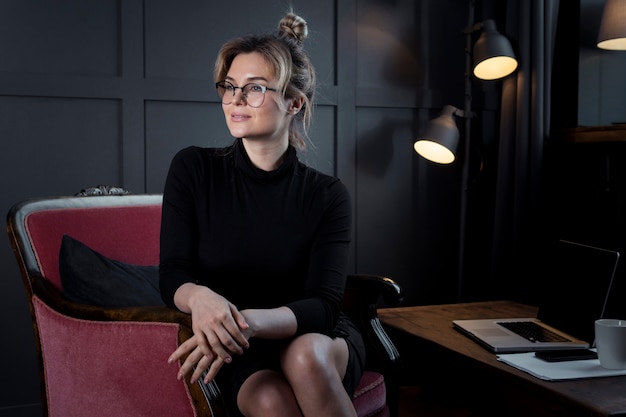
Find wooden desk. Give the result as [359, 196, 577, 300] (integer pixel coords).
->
[379, 301, 626, 417]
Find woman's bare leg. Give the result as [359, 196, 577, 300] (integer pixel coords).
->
[281, 333, 357, 417]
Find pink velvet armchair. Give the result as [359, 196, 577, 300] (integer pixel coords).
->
[7, 192, 403, 417]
────────────────
» Task requirements
Would you write out every record word for word, leaving no picture in?

» Task result
Find wooden desk. Give the result as [359, 196, 577, 300] (integer pixel coords).
->
[379, 301, 626, 417]
Find woman's bare leg. Give the result as [359, 196, 577, 300] (integer pixel coords).
->
[281, 333, 357, 417]
Find pink velvet armchair. Give the result as [359, 196, 577, 300] (integer pixel coords).
->
[7, 192, 403, 417]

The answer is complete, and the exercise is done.